Presented with a bare canvas, it can be difficult for the beginner to know where to start. As the piano is a harmonic instrument, it seems logical for the player to use a chordal approach. With imagination, it is possible to produce musically satisfying improvisations with very limited harmonic resources. As Laura Campbell points out in the preface to her excellent book, Sketches for Improvisation, ”Simplicity is important, especially at first, because successful improvisation depends on its effectiveness from the beginning, not on its technical ease or difficulty. Preoccupation with technique tends to be self-centred rather than music-centred: have the courage to experiment with simple resources.” She goes on to demonstrate how to draw the musical implications from just one chord, before extending the approach to two and then three chords, etc..
If we start tuition with a creative approach, it is a very natural thing for the beginner to explore the simple musical resources to which they are exposed in the early stages. In a first piano lesson, there is an awful lot of ‘telling’ to cover and, half-way through, I like to ‘take time out’ with this little exercise:
1.Find the group of three black notes, just left of the middle of the keyboard.
2. Place the 2nd finger of each hand over the outer notes and slide them outwards to the adjacent white notes. 2nd and 3rd fingers of each hand should now be covering adjacent white notes.
3. Hold down the 2nd finger keys in each hand and hold for a count of four. Change to 3rd finger keys and hold these for a count of four.
4. Continue to alternate 2nd and 3rd fingers in this way.
This is a bit long-winded to write down but it is easy to remember once it has been demonstrated. The beginner does not need to know the names of the notes being played, but teachers will be aware that these two pairs of notes outline the chord progression G7-C. The beginner will experience the tension and resolution of these harmonies and find them satisfying to play. Over this ‘accompaniment’, I play the melody of the Jamaican song Mango Walk, also known as Jamaican Rhumba.

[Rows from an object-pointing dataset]
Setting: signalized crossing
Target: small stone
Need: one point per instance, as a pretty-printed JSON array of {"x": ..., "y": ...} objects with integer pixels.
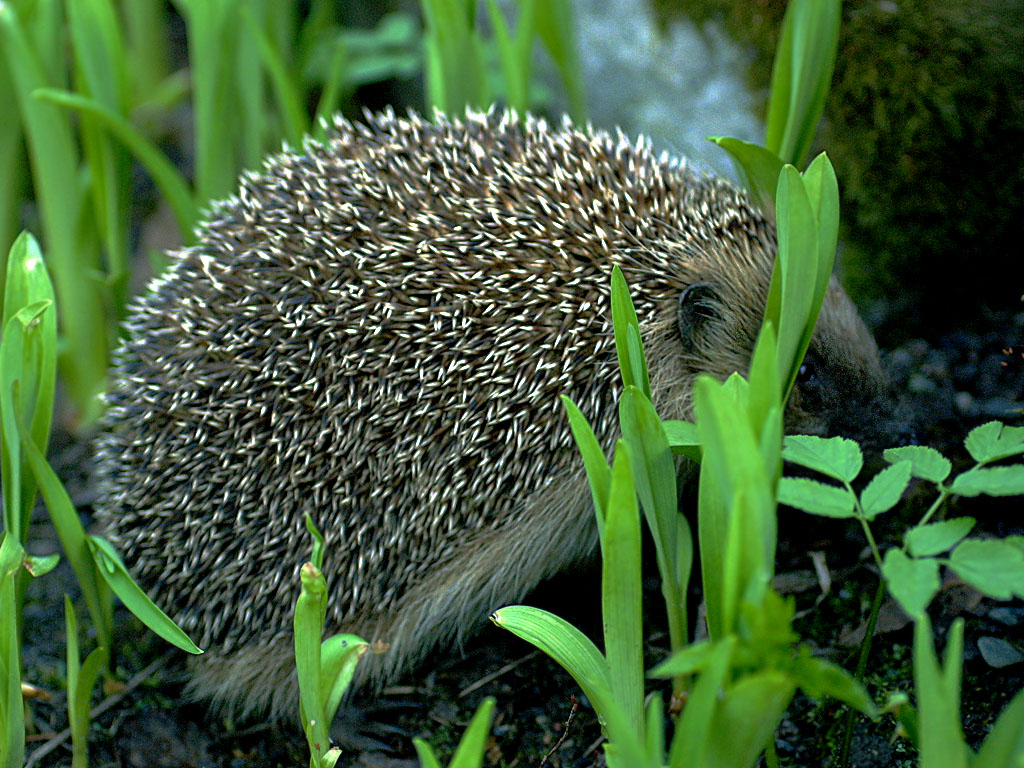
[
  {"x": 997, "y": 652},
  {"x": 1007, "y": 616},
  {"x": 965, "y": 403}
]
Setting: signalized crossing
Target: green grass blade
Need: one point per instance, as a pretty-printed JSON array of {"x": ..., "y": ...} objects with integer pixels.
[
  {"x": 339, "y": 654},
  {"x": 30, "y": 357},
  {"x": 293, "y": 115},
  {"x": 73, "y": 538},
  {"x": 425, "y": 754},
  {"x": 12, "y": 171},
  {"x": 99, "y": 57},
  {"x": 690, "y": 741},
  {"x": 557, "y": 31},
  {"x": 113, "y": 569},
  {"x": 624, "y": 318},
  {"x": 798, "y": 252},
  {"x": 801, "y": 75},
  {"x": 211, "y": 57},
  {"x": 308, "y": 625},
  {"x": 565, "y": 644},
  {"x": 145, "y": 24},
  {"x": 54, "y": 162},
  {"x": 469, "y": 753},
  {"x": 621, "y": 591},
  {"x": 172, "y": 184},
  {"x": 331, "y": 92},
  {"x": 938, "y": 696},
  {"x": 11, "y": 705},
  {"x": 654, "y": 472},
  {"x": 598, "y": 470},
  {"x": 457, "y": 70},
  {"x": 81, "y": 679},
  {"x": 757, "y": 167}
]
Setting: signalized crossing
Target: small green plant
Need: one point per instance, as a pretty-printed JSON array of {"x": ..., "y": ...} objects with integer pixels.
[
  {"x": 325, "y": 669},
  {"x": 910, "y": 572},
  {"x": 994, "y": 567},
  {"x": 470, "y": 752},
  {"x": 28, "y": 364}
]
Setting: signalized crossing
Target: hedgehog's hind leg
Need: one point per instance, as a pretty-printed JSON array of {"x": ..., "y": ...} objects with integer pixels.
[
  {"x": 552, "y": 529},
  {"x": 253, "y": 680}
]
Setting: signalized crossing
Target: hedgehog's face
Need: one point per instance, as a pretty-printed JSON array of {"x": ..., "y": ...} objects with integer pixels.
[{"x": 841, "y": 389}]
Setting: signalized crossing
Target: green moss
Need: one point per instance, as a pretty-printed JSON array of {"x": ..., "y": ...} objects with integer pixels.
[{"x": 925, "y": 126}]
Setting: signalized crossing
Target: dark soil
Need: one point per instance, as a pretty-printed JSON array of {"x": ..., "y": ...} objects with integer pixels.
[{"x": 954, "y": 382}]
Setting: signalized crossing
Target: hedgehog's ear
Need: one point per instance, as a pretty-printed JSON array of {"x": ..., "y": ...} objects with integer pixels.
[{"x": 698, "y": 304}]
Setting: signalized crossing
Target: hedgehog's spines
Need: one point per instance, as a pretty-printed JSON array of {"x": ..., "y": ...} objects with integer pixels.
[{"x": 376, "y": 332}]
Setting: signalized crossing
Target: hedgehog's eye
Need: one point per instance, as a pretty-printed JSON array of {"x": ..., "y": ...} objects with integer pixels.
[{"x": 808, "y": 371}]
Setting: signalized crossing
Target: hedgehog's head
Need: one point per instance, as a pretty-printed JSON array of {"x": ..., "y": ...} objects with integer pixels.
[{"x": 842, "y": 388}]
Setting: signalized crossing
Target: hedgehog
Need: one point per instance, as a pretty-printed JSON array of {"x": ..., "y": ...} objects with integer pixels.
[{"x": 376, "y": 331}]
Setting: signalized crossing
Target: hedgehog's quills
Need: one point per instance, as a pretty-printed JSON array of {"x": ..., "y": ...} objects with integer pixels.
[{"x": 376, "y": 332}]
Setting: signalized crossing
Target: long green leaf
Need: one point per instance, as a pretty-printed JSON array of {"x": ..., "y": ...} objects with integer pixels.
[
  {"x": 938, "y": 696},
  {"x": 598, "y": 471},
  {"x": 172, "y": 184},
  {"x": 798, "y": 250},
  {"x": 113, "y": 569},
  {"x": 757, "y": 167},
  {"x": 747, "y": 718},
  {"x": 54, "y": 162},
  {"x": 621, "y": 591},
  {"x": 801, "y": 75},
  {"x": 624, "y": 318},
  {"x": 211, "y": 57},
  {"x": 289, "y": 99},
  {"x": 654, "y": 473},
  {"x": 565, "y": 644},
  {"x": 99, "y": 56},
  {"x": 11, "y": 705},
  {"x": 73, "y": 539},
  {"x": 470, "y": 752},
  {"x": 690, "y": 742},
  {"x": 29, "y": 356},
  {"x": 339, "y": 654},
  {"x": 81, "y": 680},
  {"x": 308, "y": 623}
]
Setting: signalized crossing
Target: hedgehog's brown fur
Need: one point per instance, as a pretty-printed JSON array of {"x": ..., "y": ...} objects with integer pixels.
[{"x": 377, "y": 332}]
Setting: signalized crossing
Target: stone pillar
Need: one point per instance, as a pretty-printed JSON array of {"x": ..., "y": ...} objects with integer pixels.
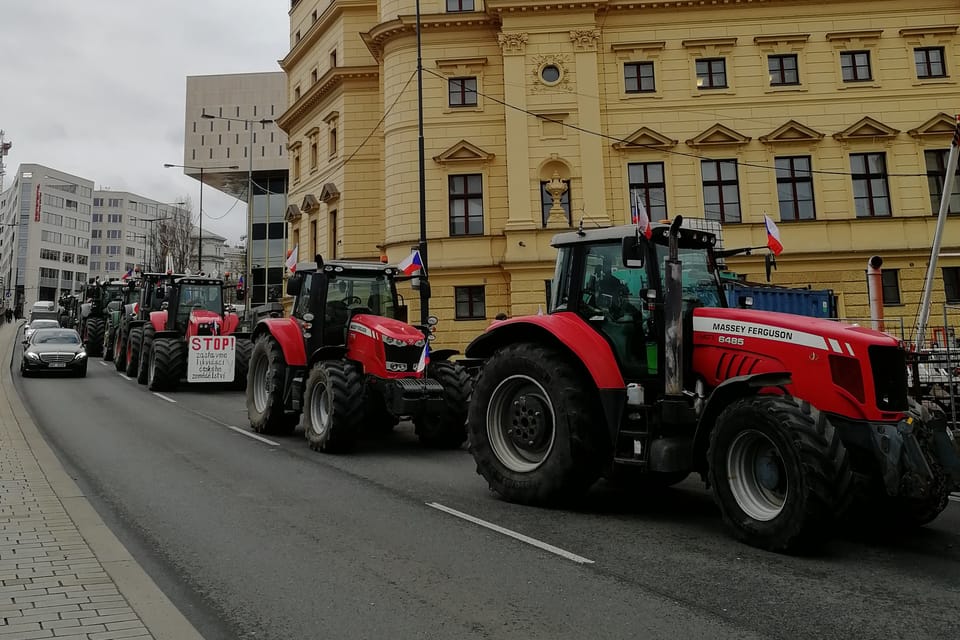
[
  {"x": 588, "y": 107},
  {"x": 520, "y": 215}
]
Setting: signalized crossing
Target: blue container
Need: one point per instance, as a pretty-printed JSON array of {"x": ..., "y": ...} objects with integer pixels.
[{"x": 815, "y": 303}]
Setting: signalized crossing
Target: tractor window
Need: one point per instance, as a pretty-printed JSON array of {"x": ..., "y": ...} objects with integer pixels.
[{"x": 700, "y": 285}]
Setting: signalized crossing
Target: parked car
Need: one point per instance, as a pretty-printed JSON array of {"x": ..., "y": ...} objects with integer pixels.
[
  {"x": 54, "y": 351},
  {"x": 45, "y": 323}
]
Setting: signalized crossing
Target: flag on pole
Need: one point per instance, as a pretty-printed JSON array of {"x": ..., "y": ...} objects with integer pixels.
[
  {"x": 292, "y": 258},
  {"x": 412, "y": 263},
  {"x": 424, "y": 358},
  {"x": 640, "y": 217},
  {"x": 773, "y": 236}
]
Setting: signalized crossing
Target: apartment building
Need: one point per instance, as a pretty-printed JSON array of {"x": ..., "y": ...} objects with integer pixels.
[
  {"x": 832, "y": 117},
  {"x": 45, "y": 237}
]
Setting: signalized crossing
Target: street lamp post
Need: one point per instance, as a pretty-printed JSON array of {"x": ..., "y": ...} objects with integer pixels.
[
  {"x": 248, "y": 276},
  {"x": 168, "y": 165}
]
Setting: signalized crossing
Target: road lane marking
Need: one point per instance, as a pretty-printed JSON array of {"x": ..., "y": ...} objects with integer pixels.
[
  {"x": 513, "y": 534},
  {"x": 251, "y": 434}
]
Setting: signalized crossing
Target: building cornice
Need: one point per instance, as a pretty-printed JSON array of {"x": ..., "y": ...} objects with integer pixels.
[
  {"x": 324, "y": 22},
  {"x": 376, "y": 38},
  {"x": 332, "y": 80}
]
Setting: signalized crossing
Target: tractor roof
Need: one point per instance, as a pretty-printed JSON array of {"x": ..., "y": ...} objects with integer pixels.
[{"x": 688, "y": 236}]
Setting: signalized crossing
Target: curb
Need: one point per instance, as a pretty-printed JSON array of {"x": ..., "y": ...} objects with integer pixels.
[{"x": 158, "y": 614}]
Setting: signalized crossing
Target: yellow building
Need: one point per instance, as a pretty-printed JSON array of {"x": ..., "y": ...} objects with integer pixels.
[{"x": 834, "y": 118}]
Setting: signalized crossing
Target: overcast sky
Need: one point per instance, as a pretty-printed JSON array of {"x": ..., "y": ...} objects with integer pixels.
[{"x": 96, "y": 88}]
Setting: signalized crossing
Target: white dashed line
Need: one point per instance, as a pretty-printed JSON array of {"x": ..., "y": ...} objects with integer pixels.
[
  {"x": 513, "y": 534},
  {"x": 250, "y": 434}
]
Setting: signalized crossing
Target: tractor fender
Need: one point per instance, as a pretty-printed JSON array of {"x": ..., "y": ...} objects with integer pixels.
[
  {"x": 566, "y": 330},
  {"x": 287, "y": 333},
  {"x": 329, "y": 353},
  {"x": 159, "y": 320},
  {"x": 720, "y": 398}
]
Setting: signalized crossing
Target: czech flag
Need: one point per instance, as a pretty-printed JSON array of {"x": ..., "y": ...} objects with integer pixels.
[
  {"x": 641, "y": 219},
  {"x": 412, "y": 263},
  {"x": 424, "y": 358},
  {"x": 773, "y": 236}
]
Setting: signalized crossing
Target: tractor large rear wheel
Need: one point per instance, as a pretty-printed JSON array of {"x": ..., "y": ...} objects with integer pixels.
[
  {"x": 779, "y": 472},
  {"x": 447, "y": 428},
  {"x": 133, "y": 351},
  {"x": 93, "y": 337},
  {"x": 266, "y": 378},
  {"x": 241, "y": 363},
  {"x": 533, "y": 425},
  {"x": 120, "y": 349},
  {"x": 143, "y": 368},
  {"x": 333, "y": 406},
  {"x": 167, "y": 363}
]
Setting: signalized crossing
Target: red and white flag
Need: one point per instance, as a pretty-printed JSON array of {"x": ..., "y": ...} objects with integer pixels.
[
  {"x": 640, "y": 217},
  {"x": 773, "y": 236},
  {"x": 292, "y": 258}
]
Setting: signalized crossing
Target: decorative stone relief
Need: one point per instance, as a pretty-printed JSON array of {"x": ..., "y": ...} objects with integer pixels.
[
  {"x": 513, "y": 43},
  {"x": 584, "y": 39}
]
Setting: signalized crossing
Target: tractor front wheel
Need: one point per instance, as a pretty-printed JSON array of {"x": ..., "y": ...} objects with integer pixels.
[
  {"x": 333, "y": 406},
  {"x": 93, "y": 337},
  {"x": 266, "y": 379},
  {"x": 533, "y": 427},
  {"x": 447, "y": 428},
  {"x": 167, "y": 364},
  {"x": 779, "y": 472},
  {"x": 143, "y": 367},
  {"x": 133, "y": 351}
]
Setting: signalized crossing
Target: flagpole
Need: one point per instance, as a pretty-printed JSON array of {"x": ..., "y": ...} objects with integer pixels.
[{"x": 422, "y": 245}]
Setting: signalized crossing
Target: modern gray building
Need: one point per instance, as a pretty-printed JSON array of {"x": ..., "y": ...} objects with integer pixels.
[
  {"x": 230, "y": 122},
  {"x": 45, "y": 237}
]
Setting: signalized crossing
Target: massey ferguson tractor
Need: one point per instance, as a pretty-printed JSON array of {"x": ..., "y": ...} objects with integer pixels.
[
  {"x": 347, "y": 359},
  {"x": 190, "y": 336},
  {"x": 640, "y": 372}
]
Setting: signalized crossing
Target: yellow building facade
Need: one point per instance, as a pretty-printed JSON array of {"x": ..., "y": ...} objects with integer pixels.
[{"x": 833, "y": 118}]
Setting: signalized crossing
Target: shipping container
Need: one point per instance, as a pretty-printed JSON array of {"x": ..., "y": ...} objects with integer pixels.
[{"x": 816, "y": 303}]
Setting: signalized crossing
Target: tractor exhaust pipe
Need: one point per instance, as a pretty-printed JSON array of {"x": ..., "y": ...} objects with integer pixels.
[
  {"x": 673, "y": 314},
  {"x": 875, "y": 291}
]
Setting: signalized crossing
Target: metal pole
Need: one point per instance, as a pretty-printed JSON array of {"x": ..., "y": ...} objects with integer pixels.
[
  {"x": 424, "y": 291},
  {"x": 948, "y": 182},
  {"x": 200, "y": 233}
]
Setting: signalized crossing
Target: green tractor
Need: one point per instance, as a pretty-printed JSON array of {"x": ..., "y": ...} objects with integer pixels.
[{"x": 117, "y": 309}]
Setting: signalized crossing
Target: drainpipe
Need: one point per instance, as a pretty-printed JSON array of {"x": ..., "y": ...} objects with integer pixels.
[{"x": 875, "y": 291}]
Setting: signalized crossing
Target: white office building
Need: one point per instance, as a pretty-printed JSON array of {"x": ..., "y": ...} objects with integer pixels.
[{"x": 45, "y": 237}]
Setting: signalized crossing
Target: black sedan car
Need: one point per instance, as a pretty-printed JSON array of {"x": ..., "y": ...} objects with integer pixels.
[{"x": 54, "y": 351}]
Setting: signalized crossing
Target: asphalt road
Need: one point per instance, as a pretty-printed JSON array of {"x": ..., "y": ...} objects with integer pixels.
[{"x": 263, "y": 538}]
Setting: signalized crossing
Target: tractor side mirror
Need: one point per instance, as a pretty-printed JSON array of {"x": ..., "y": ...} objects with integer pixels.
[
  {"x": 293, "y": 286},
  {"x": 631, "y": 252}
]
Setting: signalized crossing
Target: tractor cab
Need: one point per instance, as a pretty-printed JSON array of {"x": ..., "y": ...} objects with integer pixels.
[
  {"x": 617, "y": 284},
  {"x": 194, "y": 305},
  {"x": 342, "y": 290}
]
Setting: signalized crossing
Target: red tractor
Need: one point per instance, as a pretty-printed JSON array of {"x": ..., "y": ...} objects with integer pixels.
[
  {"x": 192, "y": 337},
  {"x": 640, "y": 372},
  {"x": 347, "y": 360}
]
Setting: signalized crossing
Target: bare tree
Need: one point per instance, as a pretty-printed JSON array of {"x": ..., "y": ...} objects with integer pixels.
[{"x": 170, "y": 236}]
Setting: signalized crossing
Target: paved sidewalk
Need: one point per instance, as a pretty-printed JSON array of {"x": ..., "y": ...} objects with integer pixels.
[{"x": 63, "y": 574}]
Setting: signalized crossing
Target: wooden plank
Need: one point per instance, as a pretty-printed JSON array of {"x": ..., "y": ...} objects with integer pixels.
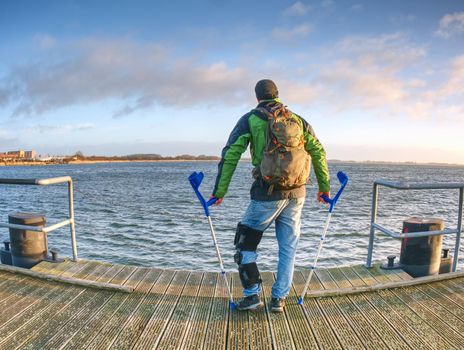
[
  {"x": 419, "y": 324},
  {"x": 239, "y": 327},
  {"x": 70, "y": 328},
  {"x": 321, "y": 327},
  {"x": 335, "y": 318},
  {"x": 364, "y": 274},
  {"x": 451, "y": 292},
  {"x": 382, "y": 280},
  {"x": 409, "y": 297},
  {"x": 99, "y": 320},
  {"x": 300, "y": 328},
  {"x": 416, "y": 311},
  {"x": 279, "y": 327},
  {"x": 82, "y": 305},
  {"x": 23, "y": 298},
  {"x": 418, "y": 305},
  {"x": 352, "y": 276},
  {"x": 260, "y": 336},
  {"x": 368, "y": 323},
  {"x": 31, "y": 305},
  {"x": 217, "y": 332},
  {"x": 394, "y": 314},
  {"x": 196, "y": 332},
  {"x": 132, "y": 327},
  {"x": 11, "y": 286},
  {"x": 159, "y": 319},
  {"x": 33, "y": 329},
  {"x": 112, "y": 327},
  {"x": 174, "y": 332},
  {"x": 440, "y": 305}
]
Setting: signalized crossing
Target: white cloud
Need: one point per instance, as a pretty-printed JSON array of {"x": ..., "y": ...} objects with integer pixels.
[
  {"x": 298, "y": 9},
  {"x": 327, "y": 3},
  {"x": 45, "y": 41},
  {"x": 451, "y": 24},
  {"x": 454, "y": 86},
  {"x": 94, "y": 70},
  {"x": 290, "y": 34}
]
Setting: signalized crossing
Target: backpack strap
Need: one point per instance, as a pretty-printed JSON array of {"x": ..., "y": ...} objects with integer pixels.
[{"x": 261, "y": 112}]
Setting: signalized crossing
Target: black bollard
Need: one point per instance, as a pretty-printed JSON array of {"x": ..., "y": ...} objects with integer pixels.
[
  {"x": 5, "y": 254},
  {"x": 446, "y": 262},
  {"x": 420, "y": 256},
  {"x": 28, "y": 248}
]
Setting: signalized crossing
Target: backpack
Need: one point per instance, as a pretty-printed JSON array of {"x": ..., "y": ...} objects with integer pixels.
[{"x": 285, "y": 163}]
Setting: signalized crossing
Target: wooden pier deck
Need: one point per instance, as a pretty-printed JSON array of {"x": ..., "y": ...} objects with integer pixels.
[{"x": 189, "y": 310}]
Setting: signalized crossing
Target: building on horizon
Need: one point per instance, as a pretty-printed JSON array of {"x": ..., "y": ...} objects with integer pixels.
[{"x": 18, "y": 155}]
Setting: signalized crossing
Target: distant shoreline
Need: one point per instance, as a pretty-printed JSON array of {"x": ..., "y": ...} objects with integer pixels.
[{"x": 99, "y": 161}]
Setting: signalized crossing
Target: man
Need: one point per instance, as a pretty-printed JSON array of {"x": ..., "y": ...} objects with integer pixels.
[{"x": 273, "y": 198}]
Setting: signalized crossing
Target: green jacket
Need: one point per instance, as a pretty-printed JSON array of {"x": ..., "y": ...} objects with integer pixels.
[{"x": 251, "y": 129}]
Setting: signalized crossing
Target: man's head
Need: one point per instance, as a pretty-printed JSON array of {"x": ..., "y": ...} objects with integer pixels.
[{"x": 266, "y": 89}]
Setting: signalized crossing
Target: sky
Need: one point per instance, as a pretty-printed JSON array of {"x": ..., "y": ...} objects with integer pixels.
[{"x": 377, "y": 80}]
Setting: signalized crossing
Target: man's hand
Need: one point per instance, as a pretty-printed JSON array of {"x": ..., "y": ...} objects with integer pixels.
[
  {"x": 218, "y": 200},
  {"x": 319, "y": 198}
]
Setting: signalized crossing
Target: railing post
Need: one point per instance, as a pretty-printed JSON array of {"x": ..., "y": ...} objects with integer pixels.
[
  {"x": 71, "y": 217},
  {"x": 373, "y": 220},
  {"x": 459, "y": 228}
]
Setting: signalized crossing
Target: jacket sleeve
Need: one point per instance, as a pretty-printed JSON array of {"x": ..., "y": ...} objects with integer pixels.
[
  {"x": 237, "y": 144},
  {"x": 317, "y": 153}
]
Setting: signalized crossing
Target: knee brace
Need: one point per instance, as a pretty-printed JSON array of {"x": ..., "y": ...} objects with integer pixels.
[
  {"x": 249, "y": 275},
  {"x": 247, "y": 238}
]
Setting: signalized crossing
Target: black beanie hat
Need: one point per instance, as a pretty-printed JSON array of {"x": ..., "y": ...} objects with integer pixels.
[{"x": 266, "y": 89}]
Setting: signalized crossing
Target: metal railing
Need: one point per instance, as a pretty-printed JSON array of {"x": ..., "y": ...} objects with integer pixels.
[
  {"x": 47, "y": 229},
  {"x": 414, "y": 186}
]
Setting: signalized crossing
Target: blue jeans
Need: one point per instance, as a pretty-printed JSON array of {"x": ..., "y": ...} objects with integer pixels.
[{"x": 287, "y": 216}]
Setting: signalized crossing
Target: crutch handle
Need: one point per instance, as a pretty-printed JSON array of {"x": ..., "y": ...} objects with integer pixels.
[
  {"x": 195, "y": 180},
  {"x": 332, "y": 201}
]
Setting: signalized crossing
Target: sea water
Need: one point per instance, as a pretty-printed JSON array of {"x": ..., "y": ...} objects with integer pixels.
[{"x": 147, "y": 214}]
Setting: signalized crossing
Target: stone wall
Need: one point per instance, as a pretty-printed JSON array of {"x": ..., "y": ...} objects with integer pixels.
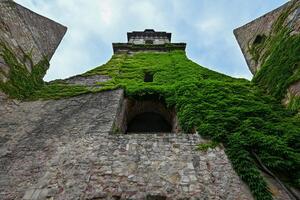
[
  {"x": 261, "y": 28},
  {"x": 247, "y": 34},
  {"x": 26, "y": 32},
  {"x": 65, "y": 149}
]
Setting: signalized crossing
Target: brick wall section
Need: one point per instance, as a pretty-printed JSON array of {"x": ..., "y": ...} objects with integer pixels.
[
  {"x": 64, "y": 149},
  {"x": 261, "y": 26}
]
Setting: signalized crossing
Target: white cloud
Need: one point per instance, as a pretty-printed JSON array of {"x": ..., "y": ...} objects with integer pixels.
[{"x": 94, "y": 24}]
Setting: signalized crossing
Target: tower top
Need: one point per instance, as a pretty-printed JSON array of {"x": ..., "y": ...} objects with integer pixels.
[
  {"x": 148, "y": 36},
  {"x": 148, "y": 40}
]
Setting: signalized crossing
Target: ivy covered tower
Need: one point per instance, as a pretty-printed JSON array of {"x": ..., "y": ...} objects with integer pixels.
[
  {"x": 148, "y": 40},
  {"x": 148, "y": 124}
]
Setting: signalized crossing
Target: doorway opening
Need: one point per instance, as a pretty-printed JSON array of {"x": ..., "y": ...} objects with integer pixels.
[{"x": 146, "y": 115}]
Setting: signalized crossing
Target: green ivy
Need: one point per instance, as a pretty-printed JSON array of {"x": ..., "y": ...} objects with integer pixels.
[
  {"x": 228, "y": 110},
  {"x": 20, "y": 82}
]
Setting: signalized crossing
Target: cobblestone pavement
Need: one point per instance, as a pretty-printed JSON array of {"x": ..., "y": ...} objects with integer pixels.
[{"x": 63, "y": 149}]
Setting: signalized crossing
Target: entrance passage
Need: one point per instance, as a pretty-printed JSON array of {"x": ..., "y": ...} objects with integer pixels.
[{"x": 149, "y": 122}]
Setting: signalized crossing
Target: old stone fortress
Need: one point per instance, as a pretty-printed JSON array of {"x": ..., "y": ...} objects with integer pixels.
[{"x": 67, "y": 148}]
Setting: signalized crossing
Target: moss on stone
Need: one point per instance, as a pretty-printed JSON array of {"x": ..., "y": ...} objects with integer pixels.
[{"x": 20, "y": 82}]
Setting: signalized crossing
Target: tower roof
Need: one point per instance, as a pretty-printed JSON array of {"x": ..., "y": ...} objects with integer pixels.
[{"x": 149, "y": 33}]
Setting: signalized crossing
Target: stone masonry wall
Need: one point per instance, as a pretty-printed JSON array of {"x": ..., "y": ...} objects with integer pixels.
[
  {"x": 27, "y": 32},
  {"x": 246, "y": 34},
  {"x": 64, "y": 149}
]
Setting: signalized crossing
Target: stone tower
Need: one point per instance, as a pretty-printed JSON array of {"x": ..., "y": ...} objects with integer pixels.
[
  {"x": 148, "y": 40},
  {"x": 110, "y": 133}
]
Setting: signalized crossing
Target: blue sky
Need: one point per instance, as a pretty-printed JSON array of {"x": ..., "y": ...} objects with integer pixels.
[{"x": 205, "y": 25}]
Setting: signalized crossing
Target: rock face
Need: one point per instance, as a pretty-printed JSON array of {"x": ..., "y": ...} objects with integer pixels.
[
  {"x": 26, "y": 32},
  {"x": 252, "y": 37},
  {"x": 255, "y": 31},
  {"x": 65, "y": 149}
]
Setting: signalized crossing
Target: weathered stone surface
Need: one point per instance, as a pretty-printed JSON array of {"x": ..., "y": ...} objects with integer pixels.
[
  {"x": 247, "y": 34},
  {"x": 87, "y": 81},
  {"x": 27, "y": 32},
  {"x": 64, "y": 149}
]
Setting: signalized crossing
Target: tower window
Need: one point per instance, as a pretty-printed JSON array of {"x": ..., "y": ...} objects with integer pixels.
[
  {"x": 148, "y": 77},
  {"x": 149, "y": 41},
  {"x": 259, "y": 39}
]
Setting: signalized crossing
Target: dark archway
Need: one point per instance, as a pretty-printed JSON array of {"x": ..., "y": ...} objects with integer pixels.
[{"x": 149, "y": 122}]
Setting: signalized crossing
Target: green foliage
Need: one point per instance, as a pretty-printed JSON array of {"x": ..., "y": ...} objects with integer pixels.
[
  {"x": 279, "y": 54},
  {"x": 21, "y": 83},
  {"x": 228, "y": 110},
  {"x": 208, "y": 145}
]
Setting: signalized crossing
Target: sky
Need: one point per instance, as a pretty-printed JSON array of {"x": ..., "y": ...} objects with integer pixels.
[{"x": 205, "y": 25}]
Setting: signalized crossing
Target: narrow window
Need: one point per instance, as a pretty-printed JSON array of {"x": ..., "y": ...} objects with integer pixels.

Directives:
**A.** Pick out every line of the records that contains the string "tractor", matching case exactly.
**B.** Carry on the passage about beginning piano improvisation from its final sentence.
The text about piano improvisation has no connection to the records.

Answers to the problems:
**A.**
Target: tractor window
Target: tractor roof
Target: tractor fender
Target: tractor large rear wheel
Target: tractor front wheel
Target: massey ferguson tractor
Target: tractor exhaust pipe
Target: green tractor
Target: tractor side mirror
Target: tractor cab
Target: red tractor

**B.**
The last time I introduced this activity to an adult beginner, she exclaimed, “Oh, I like this! I feel as though I’m playing proper music already! The fun is only just beginning, though, because between the first and second lessons the pupil can create their own music by alternating these two ‘chords’, either playing both 2nd or 3rd fingers simultaneously or breaking them up. All sorts of combinations are possible. In addition to getting the feel of the keyboard and practising playing fingers independently, the pupil is learning one of the most basic prerequisites for improvisation: an appreciation of phrase/bar length and also the rate of harmonic change. And all of this before they have learnt to read a note of music!
Here is another improvisatory idea for the very early stages that combines practice of very basic techniques with satisfying musical exploration:
1. Cup the right hand and turn it over, keeping the cupped shape.
2. Position the hand on the keyboard, with the thumb on ‘Middle C’.
3. Space out the fingers so that they cover five adjacent notes.
4. Similarly, cup the left hand and place it with the little finger on the C below ‘Middle C’
5. Play little finger and thumb, simultaneously in the left hand.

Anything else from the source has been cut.